* **DATASET RECORDS**:
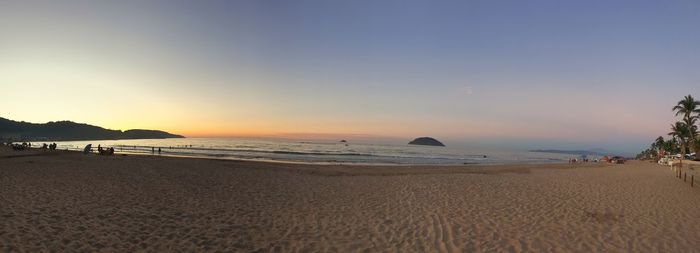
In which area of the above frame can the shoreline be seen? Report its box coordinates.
[0,146,567,167]
[0,148,700,252]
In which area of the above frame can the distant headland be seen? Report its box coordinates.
[408,137,445,147]
[0,118,185,141]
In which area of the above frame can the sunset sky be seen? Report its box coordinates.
[0,0,700,151]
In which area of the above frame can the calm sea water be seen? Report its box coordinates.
[46,138,570,165]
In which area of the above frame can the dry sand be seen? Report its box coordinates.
[0,148,700,252]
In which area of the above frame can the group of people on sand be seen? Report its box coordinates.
[6,142,32,151]
[97,145,114,155]
[41,142,58,150]
[569,158,597,164]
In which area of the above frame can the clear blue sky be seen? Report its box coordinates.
[0,1,700,152]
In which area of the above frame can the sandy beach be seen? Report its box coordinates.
[0,147,700,252]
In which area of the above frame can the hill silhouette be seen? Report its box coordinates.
[0,118,184,141]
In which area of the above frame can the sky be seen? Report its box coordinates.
[0,0,700,152]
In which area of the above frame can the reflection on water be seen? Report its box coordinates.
[47,138,568,164]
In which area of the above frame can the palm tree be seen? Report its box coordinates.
[668,121,689,161]
[654,136,666,153]
[673,95,700,153]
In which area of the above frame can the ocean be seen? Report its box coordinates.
[43,138,572,165]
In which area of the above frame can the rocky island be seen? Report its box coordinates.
[408,137,445,147]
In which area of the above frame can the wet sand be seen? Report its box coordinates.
[0,147,700,252]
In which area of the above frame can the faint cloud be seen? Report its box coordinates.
[458,86,474,96]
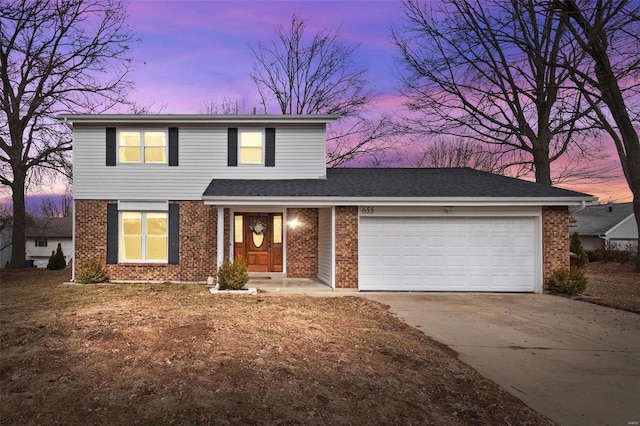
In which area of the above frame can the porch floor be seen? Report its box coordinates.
[246,274,355,294]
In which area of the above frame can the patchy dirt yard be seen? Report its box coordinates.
[0,270,551,425]
[578,262,640,313]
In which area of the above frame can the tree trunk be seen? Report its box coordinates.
[11,169,27,268]
[633,197,640,272]
[533,146,551,186]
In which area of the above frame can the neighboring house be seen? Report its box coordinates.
[570,203,638,250]
[61,115,594,292]
[25,217,73,268]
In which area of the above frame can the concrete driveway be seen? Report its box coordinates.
[361,293,640,426]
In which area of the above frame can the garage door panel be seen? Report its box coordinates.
[359,217,536,292]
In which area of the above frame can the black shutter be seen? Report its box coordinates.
[169,127,178,166]
[264,127,276,167]
[106,127,117,166]
[169,204,180,265]
[227,127,238,167]
[107,204,118,265]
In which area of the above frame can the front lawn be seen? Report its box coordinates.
[0,270,550,425]
[578,262,640,313]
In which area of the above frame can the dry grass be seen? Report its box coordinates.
[578,262,640,313]
[0,270,550,425]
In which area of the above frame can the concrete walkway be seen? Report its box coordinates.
[359,293,640,426]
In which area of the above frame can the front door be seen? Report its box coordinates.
[234,213,282,272]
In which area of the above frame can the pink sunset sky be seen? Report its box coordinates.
[0,0,631,206]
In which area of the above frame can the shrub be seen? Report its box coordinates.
[596,241,631,265]
[76,258,109,284]
[587,250,602,262]
[570,232,589,266]
[47,243,67,271]
[218,259,249,290]
[550,268,587,294]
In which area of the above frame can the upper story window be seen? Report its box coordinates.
[238,130,264,164]
[118,130,167,164]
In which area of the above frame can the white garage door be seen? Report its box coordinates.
[358,216,536,292]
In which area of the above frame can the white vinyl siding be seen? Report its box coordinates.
[358,216,540,292]
[318,209,334,286]
[73,123,326,200]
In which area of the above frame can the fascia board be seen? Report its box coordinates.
[57,114,340,125]
[202,196,596,207]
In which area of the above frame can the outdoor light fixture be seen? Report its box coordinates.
[287,217,301,229]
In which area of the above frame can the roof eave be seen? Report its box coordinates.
[57,114,340,124]
[202,195,597,207]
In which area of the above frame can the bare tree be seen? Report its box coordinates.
[405,137,524,177]
[392,0,599,185]
[200,96,246,115]
[553,0,640,272]
[0,0,133,267]
[251,14,395,167]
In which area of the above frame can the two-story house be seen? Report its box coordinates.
[61,115,593,292]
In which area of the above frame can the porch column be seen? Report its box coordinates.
[216,206,224,267]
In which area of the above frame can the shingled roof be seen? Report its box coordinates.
[25,217,73,238]
[572,203,633,235]
[203,168,591,200]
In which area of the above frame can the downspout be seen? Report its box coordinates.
[216,206,224,270]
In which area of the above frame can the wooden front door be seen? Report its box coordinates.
[234,213,282,272]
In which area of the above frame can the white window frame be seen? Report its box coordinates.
[238,127,266,166]
[118,209,169,265]
[116,128,169,165]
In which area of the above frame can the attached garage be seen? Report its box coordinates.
[358,210,542,292]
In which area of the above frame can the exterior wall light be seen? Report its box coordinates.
[287,217,301,229]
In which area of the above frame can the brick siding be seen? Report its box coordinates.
[542,207,570,292]
[75,200,217,282]
[286,208,318,278]
[335,206,358,288]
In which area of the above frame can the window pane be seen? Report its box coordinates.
[240,131,263,164]
[240,148,262,164]
[144,132,166,146]
[147,213,167,237]
[240,132,262,148]
[120,212,142,236]
[144,146,167,163]
[120,146,140,163]
[120,236,142,261]
[233,215,244,243]
[273,215,282,244]
[147,236,167,262]
[120,132,140,146]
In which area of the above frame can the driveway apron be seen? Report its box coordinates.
[361,293,640,426]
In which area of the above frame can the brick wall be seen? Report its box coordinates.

* **TASK DESCRIPTION**:
Quote only the lines from the line containing "In which area of the above frame can the window" through the end of the listing, please, keeping both the first and the last line.

* **COMPLETED EXERCISE**:
In which area of the above frame can the window pane be seen? Report its box coordinates.
[240,131,263,164]
[240,148,262,164]
[144,132,166,146]
[147,213,167,237]
[240,132,262,148]
[120,212,142,236]
[144,146,167,163]
[120,146,140,163]
[120,236,142,261]
[233,215,244,243]
[273,215,282,244]
[147,236,167,262]
[120,132,140,146]
In which area of the above frame can the driveway apron be seen? Report its box coordinates.
[361,293,640,426]
In which area of the above frame can the brick wall be seen? Report its box coordinates.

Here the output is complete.